- **ABOUT THIS TASK**: Tell how many lines of the material below hold "wheel". The reply is that number alone.

=== Section Start ===

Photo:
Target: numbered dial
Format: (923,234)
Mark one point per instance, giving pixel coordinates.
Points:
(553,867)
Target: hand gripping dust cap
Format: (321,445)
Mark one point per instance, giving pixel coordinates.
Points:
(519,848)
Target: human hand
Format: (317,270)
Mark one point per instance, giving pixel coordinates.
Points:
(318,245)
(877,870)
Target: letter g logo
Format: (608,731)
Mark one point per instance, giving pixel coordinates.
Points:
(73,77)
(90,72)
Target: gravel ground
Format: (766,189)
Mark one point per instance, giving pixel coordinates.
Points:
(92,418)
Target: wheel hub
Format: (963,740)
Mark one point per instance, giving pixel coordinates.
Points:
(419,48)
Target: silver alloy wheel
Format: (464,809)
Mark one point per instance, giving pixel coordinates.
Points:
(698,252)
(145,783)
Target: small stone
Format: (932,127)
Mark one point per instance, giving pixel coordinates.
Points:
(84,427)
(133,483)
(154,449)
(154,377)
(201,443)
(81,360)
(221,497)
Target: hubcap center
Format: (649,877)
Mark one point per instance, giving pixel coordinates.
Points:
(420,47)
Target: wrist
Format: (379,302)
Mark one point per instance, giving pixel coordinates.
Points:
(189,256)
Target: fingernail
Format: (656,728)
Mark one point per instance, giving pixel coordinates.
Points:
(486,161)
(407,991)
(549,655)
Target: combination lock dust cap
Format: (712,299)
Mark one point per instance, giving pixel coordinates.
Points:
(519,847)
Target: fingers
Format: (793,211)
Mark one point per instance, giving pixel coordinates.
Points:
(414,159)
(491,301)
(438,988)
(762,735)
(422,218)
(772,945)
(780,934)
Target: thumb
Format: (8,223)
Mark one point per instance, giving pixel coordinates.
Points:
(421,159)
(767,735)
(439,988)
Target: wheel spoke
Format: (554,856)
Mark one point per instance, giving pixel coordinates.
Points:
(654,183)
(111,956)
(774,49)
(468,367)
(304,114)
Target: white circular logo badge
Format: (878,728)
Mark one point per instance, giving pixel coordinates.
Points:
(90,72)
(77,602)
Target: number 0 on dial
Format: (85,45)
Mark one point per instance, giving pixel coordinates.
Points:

=== Section End ===
=== Section Start ===

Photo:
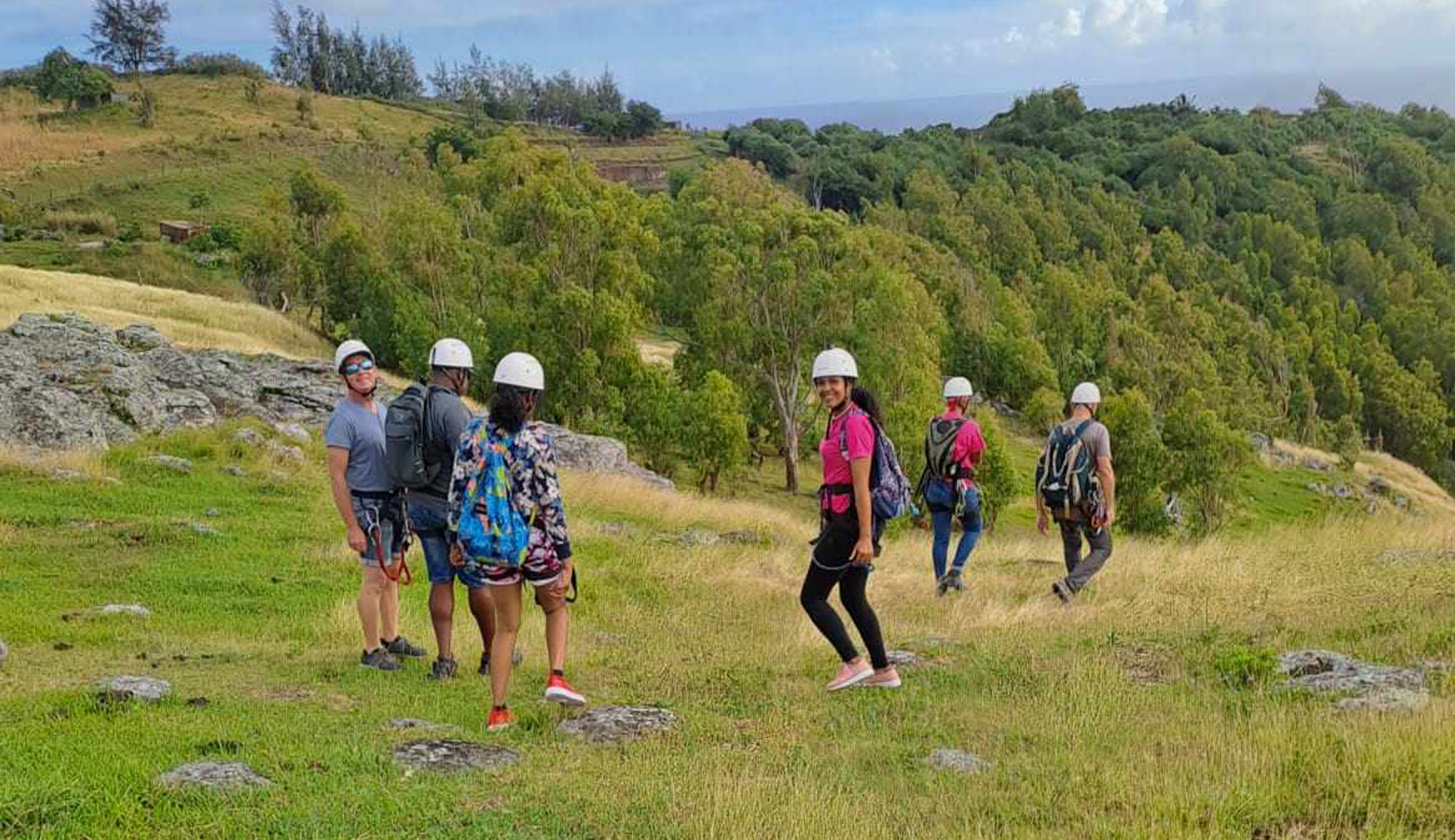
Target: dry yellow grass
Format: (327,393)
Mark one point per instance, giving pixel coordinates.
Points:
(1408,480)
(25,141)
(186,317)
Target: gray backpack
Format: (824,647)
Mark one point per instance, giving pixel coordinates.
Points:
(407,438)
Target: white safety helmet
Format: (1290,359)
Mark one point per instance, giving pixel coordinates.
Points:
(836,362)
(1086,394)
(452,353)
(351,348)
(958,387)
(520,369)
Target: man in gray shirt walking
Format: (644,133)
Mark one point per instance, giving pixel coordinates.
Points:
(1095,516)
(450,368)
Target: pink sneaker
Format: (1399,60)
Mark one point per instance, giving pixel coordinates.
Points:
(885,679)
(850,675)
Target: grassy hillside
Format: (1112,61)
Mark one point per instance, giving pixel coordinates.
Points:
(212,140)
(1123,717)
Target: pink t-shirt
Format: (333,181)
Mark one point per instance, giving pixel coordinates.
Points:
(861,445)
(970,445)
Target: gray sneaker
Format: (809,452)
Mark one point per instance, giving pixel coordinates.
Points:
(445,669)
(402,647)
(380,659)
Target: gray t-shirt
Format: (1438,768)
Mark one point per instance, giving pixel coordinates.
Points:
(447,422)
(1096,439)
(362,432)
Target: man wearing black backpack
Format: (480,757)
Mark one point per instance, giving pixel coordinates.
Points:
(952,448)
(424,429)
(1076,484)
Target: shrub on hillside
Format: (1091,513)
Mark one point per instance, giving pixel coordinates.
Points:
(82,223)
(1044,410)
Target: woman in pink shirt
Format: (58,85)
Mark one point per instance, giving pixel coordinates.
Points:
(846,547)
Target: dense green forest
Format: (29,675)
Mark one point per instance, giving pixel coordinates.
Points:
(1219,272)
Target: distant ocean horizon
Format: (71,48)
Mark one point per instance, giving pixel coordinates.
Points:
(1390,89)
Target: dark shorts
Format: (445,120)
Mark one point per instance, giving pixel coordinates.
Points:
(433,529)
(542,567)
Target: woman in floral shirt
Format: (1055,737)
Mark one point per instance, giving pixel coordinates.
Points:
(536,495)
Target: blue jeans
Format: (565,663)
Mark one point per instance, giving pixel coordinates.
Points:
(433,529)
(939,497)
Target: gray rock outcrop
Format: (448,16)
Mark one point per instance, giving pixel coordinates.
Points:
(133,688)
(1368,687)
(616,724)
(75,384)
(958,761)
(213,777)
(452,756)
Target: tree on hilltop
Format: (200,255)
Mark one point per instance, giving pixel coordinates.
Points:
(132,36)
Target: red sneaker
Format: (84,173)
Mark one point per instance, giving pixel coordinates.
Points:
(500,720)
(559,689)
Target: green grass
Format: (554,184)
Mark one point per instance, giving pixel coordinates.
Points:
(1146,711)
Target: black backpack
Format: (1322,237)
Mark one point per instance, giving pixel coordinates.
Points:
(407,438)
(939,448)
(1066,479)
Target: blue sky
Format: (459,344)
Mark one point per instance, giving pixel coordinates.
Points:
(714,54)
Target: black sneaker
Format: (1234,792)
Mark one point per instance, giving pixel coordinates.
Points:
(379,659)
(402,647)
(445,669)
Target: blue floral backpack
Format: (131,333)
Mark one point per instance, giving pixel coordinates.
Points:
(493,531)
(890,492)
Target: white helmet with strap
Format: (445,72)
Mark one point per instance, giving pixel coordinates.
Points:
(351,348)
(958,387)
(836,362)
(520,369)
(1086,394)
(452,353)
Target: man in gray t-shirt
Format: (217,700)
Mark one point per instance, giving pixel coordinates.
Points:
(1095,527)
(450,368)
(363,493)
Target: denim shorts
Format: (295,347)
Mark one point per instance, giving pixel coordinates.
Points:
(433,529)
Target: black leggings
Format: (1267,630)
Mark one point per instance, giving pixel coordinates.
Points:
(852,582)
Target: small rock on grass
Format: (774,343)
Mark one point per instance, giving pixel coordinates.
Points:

=== Section End ===

- **EXERCISE OUTPUT**: 3